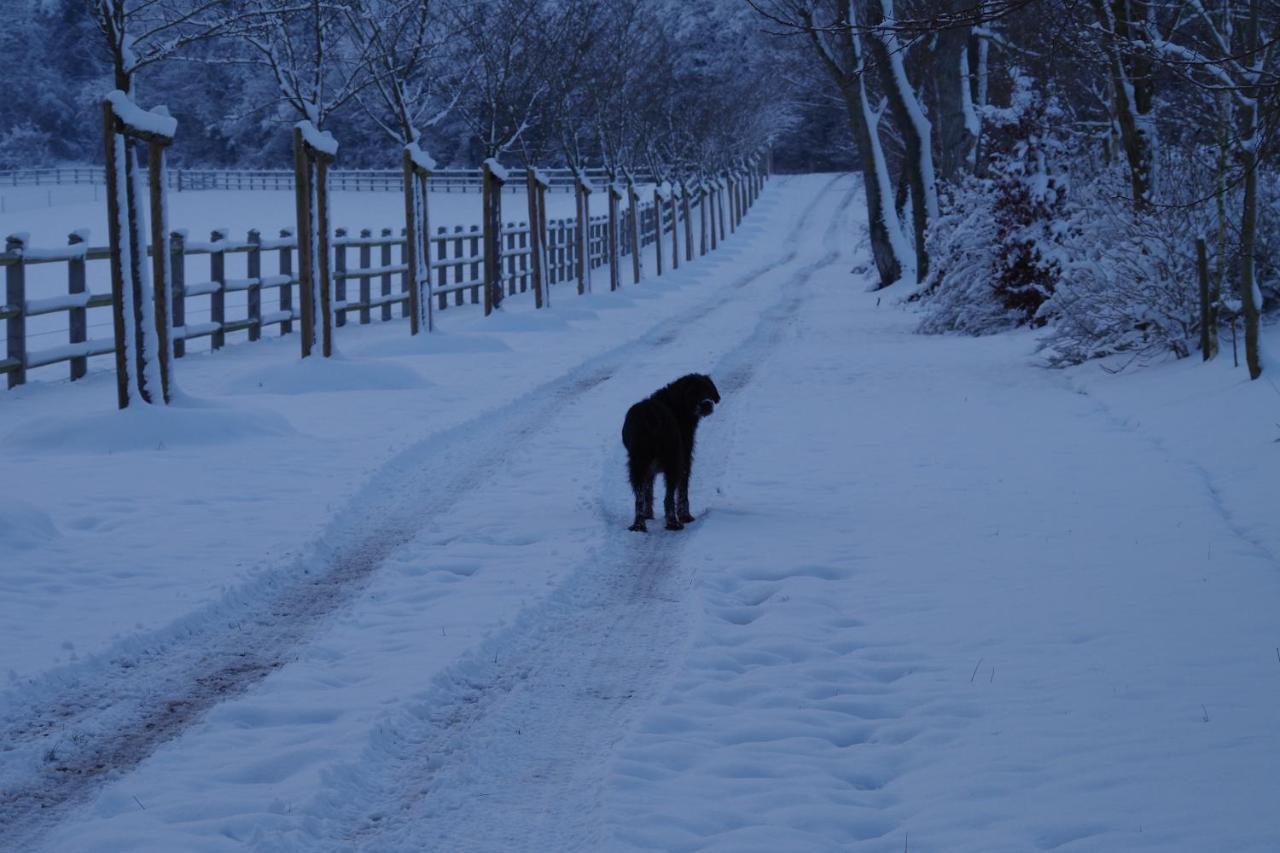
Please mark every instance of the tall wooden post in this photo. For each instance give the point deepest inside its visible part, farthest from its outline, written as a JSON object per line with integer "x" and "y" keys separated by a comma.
{"x": 312, "y": 153}
{"x": 689, "y": 222}
{"x": 584, "y": 232}
{"x": 535, "y": 190}
{"x": 493, "y": 176}
{"x": 613, "y": 236}
{"x": 675, "y": 228}
{"x": 16, "y": 296}
{"x": 417, "y": 237}
{"x": 140, "y": 291}
{"x": 634, "y": 206}
{"x": 657, "y": 228}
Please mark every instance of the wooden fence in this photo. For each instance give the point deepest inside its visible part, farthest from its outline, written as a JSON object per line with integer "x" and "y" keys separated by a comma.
{"x": 282, "y": 179}
{"x": 370, "y": 277}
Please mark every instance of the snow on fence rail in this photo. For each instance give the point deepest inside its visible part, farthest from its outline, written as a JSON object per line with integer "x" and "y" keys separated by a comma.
{"x": 339, "y": 179}
{"x": 370, "y": 276}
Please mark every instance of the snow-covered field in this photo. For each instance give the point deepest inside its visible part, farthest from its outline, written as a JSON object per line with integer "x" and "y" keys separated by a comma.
{"x": 937, "y": 598}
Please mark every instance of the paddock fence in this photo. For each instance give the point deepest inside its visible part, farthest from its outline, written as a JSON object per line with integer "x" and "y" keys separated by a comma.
{"x": 225, "y": 288}
{"x": 339, "y": 179}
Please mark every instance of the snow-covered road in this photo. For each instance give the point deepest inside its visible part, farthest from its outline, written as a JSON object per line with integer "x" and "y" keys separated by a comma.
{"x": 936, "y": 600}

- **Problem details**
Lines before the one containing "Please mark every instance of the snow-covered road" stay out; reproduce that line and all the lines after it, through the end of the listing, exactly.

- **Answer to the problem**
Please mark every instance of the snow-covered road in this photo. For each instance give the point deepest inside its visible part, farthest from its outline, written as a JSON object per line with integer "x" and "y" keys separated by a comma.
{"x": 936, "y": 600}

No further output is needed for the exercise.